### CONSIGNE 1
Dans l'extrait sur la collection de crânes, relevez toutes les collections que Paul Rivet rassemble au Musée de l'Homme.
### CONSIGNE 2
Répondez aux questions suivantes d'après l'extrait sur la collection de crânes.
(a) À quelle époque le Musée de l'Homme prend-il la place du Musée d'ethnographie ?
(b) De combien de crânes se compose le fonds hérité de la Société d'anthropologie de Paris ?
(c) À qui appartient le dernier crâne entré dans la collection, et en quelle année y est-il entré ?

### EXTRAIT À LIRE
+++++

Comment ces 18 000 crânes ont-ils été rassemblés au fil du temps ?

Un peu avant 1850, on commence à collecter des crânes de gens célèbres, avec l’essor de la phrénologie. C’est aussi l’époque des expéditions du Jardin des plantes, qui rapportent, entre autres, des squelettes humains. Lorsque le Musée d’ethnographie laisse place au Musée de l’Homme, dans les années 1930, son directeur Paul Rivet va rassembler toutes les collections qui relèvent de l’Homme : l’ethnographie, la préhistoire et la collection d’anatomie comparée du Jardin des plantes. La plupart des crânes de cette collection proviennent de fouilles archéologiques effectuées en France, puis des expéditions. Dans les années 1950, on a hérité de la collection de la Société d’anthropologie de Paris, un fonds important constitué de plus de 5 000 crânes. Depuis, plus d’entrées : il n’y a plus de colonies, et dans chaque pays des musées d’anthropologie se créent. Le tout dernier crâne, c’est moi qui l’ai fait rentrer en 2012, c’est celui de l’abbé Soury. On l’a fait rentrer exceptionnellement car c’est un personnage historique, on peut donc avoir des informations précises sur lui.

Quelle est la proportion de crânes issus du contexte colonial ?

+++++

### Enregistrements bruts
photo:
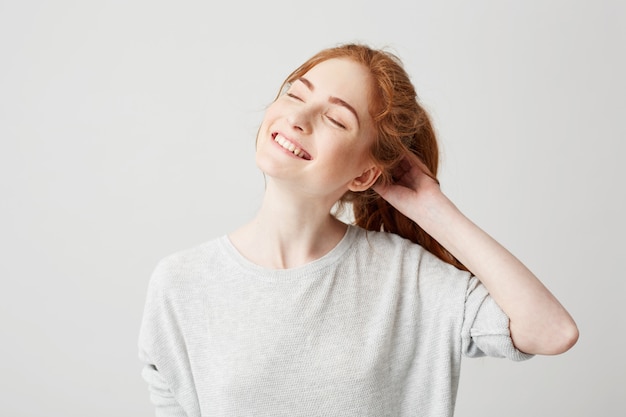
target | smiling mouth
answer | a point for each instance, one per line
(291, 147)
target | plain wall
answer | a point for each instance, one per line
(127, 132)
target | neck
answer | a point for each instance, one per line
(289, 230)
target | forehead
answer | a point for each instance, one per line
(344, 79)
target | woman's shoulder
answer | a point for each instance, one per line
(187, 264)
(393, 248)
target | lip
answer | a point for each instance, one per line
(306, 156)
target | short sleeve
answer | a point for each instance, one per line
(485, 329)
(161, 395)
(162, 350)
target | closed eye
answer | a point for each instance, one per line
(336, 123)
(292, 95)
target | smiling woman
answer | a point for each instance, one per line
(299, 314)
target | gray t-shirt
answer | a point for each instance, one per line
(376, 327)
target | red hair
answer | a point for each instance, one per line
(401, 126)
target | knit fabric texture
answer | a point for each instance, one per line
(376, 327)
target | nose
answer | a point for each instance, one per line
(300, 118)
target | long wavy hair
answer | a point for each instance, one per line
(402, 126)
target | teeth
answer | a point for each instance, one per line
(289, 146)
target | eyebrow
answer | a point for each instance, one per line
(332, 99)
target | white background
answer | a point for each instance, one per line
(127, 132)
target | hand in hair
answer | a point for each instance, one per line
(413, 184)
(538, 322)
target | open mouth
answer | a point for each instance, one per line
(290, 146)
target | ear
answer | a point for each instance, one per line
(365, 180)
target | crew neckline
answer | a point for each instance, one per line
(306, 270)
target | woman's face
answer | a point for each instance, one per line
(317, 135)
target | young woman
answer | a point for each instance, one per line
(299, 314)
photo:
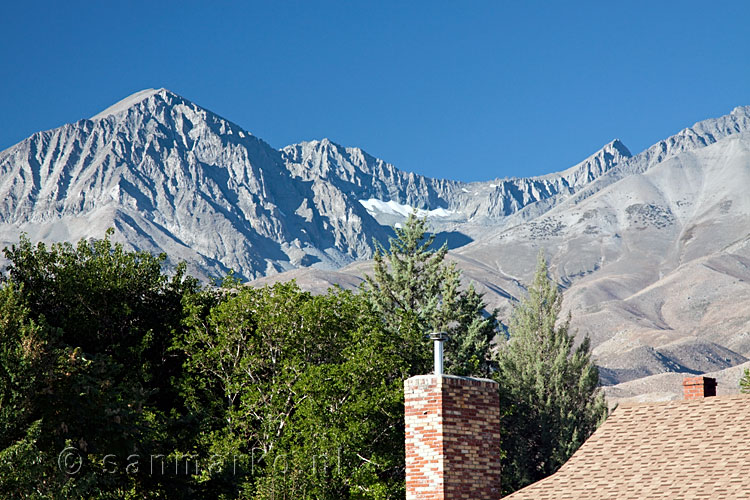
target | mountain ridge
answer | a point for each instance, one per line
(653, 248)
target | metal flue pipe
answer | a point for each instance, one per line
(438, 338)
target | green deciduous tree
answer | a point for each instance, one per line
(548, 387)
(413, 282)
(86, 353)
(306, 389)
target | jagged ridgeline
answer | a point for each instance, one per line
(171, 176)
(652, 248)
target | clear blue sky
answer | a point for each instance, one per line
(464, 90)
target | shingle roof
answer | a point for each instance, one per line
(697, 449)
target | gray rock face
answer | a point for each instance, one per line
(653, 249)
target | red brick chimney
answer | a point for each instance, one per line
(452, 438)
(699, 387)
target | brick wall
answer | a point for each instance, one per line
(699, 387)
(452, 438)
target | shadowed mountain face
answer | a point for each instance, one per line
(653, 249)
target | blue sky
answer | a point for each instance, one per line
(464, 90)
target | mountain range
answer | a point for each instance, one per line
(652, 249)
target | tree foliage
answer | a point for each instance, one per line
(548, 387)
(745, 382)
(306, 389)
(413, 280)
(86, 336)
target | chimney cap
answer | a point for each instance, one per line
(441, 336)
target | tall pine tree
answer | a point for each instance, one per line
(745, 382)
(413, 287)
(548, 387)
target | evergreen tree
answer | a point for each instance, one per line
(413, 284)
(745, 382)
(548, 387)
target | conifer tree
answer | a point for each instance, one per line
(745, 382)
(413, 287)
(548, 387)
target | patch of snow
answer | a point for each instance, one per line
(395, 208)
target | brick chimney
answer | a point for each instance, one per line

+++++

### RÉPONSE 1
L'ethnographie, la préhistoire et la collection d'anatomie comparée du Jardin des plantes.

### RÉPONSE 2
(a) Dans les années 1930.
(b) De plus de 5 000 crânes.
(c) À l'abbé Soury, en 2012.